> Text block:
## begin
Behind Her Eyes
“I’m going to have a decadent weekend of me. I’ll lie in. Eat cheap pizza and ice cream and maybe watch a whole series of something on Netflix.”
That’s Louise, one of the two female protagonists in Behind Her Eyes, on page 31 of the copy of Sarah Pinborough’s novel that I borrowed soon after getting this assignment. It’s also me, thinking about watching Netflix’s Behind Her Eyes adaptation, hoping the whole series indeed turns out to be something decadent, something great for a weekend of lying in and eating ice cream. (It is 3 p.m on a Saturday as I work my way through Behind Her Eyes’ six episodes, and I am still in my pj’s and halfway into a tub of rocky road.)
A Perfect Murder, Fatal Attraction, The Hand That Rocks the Cradle, Gone Girl, A Simple Favor, The Girl on the Train: When I think about that Venn diagram of suspenseful psychological crime thrillers, the maybe-crazy-woman genre, and the unreliable-female-narrator device, what I want most is something sleek and sudsy, twisty and tantalizing, with a story line that keeps me not just involved but entwined. I want to feel like I can’t look away, not just because I need to know what comes next and how it all ends, but also because I’m helplessly invested in the characters; despite their infinite gray shadings and the lengthy pro/con lists of their virtues and faults, I want the good guys (or at least, the guys I perceive to be good) to get their happy endings while the baddies get their comeuppances. To put it more plainly: I want the cinematic equivalent of the unputdownable quality that so many of the books these movies are based on possess. Meanwhile, feeling like I also can’t look away because the whole production is just so sumptuous, stylish, and chic is always, for me, a nice bonus. (Blake Lively’s A Simple Favor pantsuits forever!)
## end
> Given request:
Transcribe the part of the Behind Her Eyes review above, beginning at the words "That’s Louise, one" and stopping after "of rocky road.)".

> Data shown:
## begin
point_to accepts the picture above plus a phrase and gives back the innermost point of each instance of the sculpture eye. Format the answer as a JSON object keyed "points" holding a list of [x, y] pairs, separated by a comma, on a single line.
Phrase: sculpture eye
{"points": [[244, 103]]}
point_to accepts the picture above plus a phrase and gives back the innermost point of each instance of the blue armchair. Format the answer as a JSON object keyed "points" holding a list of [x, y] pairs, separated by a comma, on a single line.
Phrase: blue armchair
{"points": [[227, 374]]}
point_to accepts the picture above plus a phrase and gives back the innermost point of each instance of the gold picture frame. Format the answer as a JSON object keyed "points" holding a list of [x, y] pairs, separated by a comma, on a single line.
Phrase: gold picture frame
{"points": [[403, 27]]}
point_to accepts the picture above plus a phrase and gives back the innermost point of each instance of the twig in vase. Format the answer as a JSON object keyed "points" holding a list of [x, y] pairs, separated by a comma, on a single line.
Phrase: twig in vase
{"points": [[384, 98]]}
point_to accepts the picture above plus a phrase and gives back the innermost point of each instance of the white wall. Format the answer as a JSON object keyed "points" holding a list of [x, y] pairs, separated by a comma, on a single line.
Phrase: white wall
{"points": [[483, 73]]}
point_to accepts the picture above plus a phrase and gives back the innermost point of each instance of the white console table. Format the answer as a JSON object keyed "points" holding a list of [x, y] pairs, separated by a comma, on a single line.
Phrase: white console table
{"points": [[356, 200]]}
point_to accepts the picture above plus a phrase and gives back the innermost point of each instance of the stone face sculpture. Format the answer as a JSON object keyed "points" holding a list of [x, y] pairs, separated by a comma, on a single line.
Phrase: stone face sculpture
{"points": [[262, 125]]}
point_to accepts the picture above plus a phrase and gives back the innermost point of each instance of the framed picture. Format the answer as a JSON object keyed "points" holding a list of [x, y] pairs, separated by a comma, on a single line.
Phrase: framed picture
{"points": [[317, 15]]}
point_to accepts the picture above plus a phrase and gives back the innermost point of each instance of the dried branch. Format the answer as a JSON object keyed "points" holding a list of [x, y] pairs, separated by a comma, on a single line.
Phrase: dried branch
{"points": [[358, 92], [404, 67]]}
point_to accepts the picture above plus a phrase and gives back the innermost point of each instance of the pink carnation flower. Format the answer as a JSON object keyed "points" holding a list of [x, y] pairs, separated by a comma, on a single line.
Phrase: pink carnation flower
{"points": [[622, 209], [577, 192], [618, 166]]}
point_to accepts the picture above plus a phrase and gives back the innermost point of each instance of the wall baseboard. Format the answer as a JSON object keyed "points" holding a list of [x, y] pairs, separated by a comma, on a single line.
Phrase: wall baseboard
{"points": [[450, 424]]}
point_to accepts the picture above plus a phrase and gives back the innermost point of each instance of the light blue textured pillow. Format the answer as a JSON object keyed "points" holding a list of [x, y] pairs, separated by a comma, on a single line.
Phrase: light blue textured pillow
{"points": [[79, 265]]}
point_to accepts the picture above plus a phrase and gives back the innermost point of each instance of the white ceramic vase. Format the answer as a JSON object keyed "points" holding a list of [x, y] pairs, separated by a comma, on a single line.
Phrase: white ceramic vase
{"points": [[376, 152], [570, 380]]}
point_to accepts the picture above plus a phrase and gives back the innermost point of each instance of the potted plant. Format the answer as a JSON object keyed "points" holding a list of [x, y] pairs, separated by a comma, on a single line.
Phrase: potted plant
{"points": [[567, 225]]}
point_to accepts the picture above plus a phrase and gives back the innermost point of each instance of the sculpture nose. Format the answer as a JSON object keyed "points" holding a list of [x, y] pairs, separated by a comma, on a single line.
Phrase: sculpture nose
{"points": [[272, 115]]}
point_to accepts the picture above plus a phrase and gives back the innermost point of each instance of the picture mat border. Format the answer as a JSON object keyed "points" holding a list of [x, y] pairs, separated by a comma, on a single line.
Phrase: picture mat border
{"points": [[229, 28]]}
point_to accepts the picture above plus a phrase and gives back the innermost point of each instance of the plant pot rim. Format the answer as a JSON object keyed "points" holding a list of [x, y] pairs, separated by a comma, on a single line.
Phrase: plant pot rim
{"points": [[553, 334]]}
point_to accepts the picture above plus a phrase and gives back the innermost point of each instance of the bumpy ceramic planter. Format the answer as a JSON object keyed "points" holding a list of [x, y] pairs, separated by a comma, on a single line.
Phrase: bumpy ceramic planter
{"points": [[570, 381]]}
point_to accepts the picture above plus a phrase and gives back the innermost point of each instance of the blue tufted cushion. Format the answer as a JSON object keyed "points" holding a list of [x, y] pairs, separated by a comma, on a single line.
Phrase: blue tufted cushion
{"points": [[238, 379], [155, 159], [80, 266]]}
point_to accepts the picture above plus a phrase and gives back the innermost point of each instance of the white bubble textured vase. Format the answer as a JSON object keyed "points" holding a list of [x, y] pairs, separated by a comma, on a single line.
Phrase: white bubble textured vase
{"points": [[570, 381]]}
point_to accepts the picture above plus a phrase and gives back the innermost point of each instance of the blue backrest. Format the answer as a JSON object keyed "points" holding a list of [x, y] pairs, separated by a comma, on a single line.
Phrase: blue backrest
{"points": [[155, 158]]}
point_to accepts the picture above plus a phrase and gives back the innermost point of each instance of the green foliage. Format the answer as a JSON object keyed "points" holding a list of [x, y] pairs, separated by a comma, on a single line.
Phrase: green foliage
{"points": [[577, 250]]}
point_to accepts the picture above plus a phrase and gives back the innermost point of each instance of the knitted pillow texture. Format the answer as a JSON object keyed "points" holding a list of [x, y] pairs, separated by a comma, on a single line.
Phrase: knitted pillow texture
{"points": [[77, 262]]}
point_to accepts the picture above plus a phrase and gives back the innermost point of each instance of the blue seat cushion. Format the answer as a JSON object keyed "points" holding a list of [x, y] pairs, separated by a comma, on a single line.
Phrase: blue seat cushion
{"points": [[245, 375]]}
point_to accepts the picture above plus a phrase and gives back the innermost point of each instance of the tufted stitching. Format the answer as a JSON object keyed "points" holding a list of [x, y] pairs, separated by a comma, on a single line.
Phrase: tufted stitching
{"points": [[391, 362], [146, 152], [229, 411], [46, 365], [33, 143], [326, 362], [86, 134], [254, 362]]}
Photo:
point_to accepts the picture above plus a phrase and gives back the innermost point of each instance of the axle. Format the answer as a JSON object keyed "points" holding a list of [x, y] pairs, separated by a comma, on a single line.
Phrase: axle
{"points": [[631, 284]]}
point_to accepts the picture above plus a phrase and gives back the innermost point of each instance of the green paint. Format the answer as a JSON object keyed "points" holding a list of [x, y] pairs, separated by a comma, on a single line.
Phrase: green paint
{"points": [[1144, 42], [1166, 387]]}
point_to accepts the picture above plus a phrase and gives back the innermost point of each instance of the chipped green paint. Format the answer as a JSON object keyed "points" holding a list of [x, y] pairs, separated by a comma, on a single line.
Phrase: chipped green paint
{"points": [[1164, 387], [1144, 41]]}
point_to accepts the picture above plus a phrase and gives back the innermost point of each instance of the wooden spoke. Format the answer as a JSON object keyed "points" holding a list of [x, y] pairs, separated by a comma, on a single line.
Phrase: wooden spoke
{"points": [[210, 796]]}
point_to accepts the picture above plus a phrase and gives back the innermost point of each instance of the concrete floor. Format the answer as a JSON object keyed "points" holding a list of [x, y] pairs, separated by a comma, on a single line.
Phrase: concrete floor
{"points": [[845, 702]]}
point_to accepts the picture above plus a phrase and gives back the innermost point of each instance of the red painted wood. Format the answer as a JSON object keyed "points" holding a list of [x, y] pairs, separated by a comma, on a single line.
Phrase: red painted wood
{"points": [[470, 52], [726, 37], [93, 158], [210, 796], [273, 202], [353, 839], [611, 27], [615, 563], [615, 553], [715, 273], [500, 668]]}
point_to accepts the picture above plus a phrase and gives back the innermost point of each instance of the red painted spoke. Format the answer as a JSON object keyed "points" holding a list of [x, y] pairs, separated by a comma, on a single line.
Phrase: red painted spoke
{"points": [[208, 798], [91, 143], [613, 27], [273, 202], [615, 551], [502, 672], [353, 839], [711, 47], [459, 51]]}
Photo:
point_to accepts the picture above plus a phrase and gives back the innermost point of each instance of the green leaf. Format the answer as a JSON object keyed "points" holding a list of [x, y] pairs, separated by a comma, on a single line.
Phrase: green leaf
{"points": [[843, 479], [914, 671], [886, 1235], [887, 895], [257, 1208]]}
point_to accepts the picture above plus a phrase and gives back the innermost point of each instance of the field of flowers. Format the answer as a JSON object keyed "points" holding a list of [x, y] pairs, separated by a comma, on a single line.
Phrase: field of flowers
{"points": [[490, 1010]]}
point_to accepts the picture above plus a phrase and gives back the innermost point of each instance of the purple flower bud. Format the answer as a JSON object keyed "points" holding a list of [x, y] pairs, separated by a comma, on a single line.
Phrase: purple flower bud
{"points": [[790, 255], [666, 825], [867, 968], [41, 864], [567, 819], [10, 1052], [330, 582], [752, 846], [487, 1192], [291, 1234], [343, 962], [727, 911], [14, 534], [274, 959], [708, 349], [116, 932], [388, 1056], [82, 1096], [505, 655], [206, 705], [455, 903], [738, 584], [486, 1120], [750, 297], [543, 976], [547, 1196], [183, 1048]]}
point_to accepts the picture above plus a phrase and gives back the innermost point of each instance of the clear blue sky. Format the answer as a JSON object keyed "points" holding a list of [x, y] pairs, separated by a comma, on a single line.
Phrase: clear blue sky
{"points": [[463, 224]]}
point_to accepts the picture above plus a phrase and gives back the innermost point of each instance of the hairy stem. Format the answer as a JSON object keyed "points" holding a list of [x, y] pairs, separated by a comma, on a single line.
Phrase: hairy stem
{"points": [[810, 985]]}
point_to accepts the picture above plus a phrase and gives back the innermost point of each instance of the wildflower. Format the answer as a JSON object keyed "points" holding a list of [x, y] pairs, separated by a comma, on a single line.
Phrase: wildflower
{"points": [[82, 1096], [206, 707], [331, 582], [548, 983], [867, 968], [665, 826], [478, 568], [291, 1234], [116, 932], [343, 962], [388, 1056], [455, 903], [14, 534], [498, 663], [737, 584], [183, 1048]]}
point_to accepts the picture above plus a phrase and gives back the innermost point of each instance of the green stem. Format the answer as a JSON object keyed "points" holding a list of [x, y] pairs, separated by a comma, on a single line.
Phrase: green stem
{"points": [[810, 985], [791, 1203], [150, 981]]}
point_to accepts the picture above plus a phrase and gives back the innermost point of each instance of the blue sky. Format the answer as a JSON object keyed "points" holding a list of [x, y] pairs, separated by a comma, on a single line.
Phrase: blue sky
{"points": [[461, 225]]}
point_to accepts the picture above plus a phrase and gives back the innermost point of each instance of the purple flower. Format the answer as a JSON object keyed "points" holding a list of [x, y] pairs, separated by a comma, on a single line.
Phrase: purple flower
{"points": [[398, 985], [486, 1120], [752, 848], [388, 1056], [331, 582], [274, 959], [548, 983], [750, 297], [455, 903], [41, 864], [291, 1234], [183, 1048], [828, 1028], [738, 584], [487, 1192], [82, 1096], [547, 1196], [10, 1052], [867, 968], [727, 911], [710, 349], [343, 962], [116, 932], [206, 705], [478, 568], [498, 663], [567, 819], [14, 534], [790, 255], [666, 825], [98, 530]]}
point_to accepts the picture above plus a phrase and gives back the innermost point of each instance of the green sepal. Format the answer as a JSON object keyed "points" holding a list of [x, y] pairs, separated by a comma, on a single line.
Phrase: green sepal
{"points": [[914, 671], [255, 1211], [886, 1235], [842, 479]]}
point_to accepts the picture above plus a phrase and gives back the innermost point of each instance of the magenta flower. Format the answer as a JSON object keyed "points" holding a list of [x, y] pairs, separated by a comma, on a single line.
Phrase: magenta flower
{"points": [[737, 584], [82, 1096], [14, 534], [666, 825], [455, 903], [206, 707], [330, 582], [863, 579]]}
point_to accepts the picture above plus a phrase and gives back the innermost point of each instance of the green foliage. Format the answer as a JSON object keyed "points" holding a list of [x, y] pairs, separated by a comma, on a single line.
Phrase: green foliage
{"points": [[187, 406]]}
## end
> Written response:
That’s Louise, one of the two female protagonists in Behind Her Eyes, on page 31 of the copy of Sarah Pinborough’s novel that I borrowed soon after getting this assignment. It’s also me, thinking about watching Netflix’s Behind Her Eyes adaptation, hoping the whole series indeed turns out to be something decadent, something great for a weekend of lying in and eating ice cream. (It is 3 p.m on a Saturday as I work my way through Behind Her Eyes’ six episodes, and I am still in my pj’s and halfway into a tub of rocky road.)